* 取り組む課題 *
1: 経鼻チューブをめぐる訴訟の文章について、次の(a)〜(c)が内容と一致するかを「はい」か「いいえ」で答え、判断の決め手となる本文の語句をそのまま引用してください。
(a) 患者は経鼻チューブの留置から9日後に死亡した。
(b) 胸腹部CT検査は午前9時ごろに撮影された。
(c) 遺族XらはZ病院に対して損害賠償を求めて提訴した。
2: 経鼻チューブをめぐる訴訟の文章について、最後の文の後に続く内容を書くこと。

* 読解文 *
--*--

また、Z病院への救急搬送後も経鼻チューブは抜去されておらず、午後9時ごろに撮影された胸腹部CT検査においては、誤嚥性肺炎を疑わせる浸潤影が確認され、また経鼻チューブが咽頭部にトグロを巻いている状態であり、チューブ先端が胃に届いていなかったことが確認された。

患者は、留置から9日後に誤嚥性肺炎を原因とする非心原性肺水腫によって死亡するに至った。

本件訴訟は、患者の遺族Xらが医療保護入院先医療機関であるY病院に対して損害賠償を求めて提訴するとともに、救急搬送先医療機関であるZ病院も遺族Xらに対して自らの債務が存在しないことの確認を求めて独立当事者参加した。

判決

1.死亡に至る機序

裁判所は、(1)体動が激しく認められる中で患者の身体を押さえつけて経鼻チューブが留置されたこと、(2)Z病院への救急搬送時点においても経鼻チューブは留置されており、胸腹部CT検査においても経鼻チューブの先端が本件患者の胃に届かず、咽頭部でトグロを巻いている状態であったこと、(3)身体拘束下において経鼻チューブが大きく動かされる事情がないこと、(4)無理に挿入を試みた場合には食道内で反転して口腔内でたわむことがあるとの医学的知見が示されていることなどを踏まえ、(5)経鼻チューブが留置された翌日から発熱や咳嗽、痰の貯留が生じて、搬送後に誤嚥性肺炎を疑わせるCT画像所見が得られているとの経過から、留置の当初から経鼻チューブが咽頭部でトグロを巻いている状態であり、その先端が胃に届いていなかったものと認定した。

そのうえで、経鼻チューブを導管とした白湯や栄養剤等の注入物、胃内容物の逆流によって重篤な誤嚥性肺炎が生じ、これを原因疾患として、非心原性肺水腫によって死亡するに至ったものと認定した。

--*--

* 提供資料 *

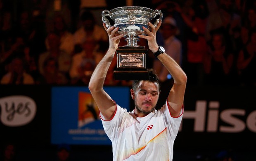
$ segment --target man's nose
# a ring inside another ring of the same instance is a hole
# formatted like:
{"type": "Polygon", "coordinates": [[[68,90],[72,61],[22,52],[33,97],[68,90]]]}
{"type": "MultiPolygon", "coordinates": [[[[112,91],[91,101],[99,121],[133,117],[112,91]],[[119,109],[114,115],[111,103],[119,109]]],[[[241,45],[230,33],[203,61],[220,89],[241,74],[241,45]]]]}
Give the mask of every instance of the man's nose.
{"type": "Polygon", "coordinates": [[[151,101],[152,99],[151,98],[151,95],[150,94],[147,94],[146,96],[146,99],[147,100],[151,101]]]}

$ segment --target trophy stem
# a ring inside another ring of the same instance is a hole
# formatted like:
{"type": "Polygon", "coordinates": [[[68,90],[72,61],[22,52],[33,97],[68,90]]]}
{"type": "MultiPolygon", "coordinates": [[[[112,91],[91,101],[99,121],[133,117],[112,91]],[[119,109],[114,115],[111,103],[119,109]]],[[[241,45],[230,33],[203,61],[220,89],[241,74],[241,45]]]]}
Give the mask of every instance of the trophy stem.
{"type": "Polygon", "coordinates": [[[127,42],[127,46],[134,46],[137,45],[137,42],[139,40],[139,38],[137,36],[128,35],[125,40],[127,42]]]}

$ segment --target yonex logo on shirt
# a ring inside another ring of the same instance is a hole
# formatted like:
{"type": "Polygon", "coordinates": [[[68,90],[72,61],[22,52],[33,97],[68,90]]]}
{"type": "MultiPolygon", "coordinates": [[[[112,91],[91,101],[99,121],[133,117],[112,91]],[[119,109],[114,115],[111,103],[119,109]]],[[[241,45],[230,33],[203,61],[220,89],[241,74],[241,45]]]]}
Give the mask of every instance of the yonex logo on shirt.
{"type": "Polygon", "coordinates": [[[149,129],[151,129],[152,128],[153,128],[153,125],[147,126],[147,130],[149,130],[149,129]]]}

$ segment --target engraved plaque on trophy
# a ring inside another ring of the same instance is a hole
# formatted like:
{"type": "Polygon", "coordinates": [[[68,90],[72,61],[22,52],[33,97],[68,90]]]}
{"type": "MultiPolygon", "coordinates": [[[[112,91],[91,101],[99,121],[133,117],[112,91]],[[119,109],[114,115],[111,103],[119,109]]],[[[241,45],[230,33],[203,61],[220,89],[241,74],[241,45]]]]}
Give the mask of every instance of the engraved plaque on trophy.
{"type": "Polygon", "coordinates": [[[114,71],[114,78],[119,80],[147,80],[145,47],[139,46],[138,35],[146,35],[142,28],[149,28],[148,22],[156,27],[163,19],[162,12],[142,7],[122,7],[110,11],[104,10],[102,14],[102,21],[107,27],[118,27],[118,33],[123,34],[127,45],[119,46],[116,50],[117,66],[114,71]],[[111,24],[110,21],[114,23],[111,24]]]}

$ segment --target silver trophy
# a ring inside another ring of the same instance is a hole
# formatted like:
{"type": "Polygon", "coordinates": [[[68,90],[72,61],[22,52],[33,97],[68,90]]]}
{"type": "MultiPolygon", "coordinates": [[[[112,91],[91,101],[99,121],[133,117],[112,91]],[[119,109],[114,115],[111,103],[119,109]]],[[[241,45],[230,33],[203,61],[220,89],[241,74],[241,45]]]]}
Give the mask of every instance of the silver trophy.
{"type": "Polygon", "coordinates": [[[150,30],[149,22],[156,27],[163,19],[162,12],[142,7],[122,7],[110,11],[104,10],[102,17],[107,27],[118,27],[118,33],[123,34],[127,42],[126,45],[119,46],[116,50],[117,68],[114,71],[115,79],[148,79],[146,67],[147,50],[145,46],[137,45],[139,40],[138,35],[147,34],[142,27],[150,30]]]}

--*--

* 番号別の解答 *
1:
(a) はい。「留置から9日後に誤嚥性肺炎を原因とする非心原性肺水腫によって死亡するに至った」
(b) いいえ。「午後9時ごろに撮影された胸腹部CT検査」
(c) いいえ。「遺族Xらが医療保護入院先医療機関であるY病院に対して損害賠償を求めて提訴する」

2:
2.医療機関の法的責任

裁判所は、一般的な医療機関の注意義務として、(1)「医療・介護関連肺炎(NHCAP)診療ガイドライン」等に基づき、医師は、経管栄養開始後に咳嗽や発熱等の肺炎が疑われる症状が生じた場合、誤嚥性肺炎の可能性を常に念頭に置いて治療に当たる注意義務を負うこと、(2)経管注入が誤嚥性肺炎の原因となっている可能性がある場合には、医師は、経管栄養をいったん中止して経静脈注入に切り替えるとともに、肺炎の起因菌の特定と抗菌治療を開始すべき注意義務を負うこと、をそれぞれ判断した。

本件では、Y病院は、経鼻チューブを挿入した翌日からの高熱や咳嗽、痰貯留など明らかな肺炎所見が生じていることから、誤嚥性肺炎が生じている可能性を念頭に置いて治療に当たるべき注意義務を負っていたことを認定し、経鼻チューブを挿入した翌日午後8時30分の時点で、経鼻チューブによる栄養剤等の注入を中止し、速やかに肺炎の原因を調べるとともに、肺炎の初期治療として抗生剤等を投与すべき注意義務を負っていたものと認めた。

そして、Y病院は、留置翌日午後8時30分以降も経鼻チューブによる栄養剤の注入を中止せず、肺炎の初期治療も行っていないのであるから、注意義務違反に基づく法的責任が認められるものと判断された。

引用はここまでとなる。